### Brief 1
Decide whether each statement agrees with the polymer synthesis passage below. For each, answer yes or no and quote the deciding words of the passage exactly. (a) By SEC, P2 showed a higher molar mass than P1. (b) Imidazole served as a catalyst only in the synthesis of P1. (c) P1 has a glass transition temperature of −51 °C.

-- START Supplied passage --

However, little is known about the exact healing mechanism on the molecular scale and the correlation to the macroscopic properties of such polymers. For this purpose, the current study will focus on the design of polymers containing π–π interactions and the quantification of the healing behavior as well as the in-depth characterization of the molecular behavior and the macroscopic properties, which reveals new insights into the self-healing materials based on π–π interactions.

Results and Discussion

Polymer synthesis

For the synthesis of supramolecular polymers based on π-π interactions a literature reported procedure was utilized (see Scheme 1), which described the synthesis of polypropylene glycol-based polymers featuring aromatic diimides [23]. Following the procedure, perylene-3,4,9,10-tetracarboxylic dianhydride was converted with poly(propylene glycol) bis(2-aminopropyl ether) with a molar mass of approximately 2000 g/mol resulting in polymer P1. In order to study the influence of the polymer backbone on the material’s properties, the diamine containing polymer was exchanged to a triblock copolymer of poly(propylene glycol)-block-poly(ethylene glycol)-block-poly(propylene glycol) (PPG3-PEG39-PPG3) featuring also two amine groups as end groups. The molar mass of this reactant was 1900 g/mol. The conversion with perylene-3,4,9,10-tetracarboxylic dianhydride resulted in polymer P2. In both synthesis protocols imidazole was applied as a catalyst in order to obtain higher molar masses.


Scheme 1: Schematic representation of the polymer synthesis of P1 and P2.

Subsequently, both polymers were characterized regarding their structure. For this purpose, size exclusion chromatography (SEC) was performed revealing a molar mass of Mn = 11,400 g/mol for P1 and Mn = 17,400 g/mol for P2 with respect to a PEG-standard. The SEC traces of both polymers are depicted in Supporting Information File 1. Furthermore, the polymers were analyzed using NMR spectroscopy. Herein, all signals could be assigned to both moieties within the polymers, the perylene and the polymer backbone. All spectra are shown in Supporting Information File 1.

Characterization of the polymers

After the synthesis of the polymers, the material and structural properties were analyzed in detail in order to study the molecular behavior and to correlate these results later with the healing behavior of the polymers. Firstly, the thermal properties of both polymers were investigated via differential scanning calorimetry (DSC) and thermogravimetric analysis (TGA). The TGA revealed a high thermal stability up to a temperature of 370 °C (for curves see Supporting Information File 1). The temperature was determined at a residual mass of 95%. The DSC on the other hand indicates several thermal transitions (see Figure 1). Both polymers feature a glass transition temperature (Tg) at −58 °C (P1) and −51 °C (P2), respectively. Furthermore, the polymers have an endothermic transition at 129 °C (P1) and 126 °C (P2). This transition is associated with the activation of the perylene domains, which was also reported in literature [23]. During cooling, the reformation of the perylene domain was also observed. Finally, P2 featured a second endothermic transition at 13 °C, which is based on the melting of the short PEG-block [24].

-- END Supplied passage --
-- START Material provided --

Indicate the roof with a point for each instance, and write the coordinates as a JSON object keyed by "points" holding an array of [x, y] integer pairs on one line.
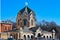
{"points": [[26, 8]]}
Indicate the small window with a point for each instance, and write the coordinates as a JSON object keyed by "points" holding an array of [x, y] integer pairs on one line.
{"points": [[28, 36], [5, 28], [43, 36], [31, 22], [47, 36], [18, 22], [50, 36], [25, 22]]}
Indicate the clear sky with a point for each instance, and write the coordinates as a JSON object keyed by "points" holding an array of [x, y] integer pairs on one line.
{"points": [[48, 10]]}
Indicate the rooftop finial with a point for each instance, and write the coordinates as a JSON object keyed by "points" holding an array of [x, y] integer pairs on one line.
{"points": [[26, 3]]}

-- END Material provided --

### Brief 2
Duplicate the records from the line containing "Indicate the clear" through the end of the records.

### Full solution 1
(a) Yes: "a molar mass of Mn = 11,400 g/mol for P1 and Mn = 17,400 g/mol for P2"
(b) No: "In both synthesis protocols imidazole was applied as a catalyst"
(c) No: "a glass transition temperature (Tg) at −58 °C (P1) and −51 °C (P2), respectively"

### Full solution 2
Indicate the clear sky with a point for each instance, and write the coordinates as a JSON object keyed by "points" holding an array of [x, y] integer pairs on one line.
{"points": [[48, 10]]}
Indicate the rooftop finial with a point for each instance, and write the coordinates as a JSON object keyed by "points" holding an array of [x, y] integer pairs on one line.
{"points": [[26, 3]]}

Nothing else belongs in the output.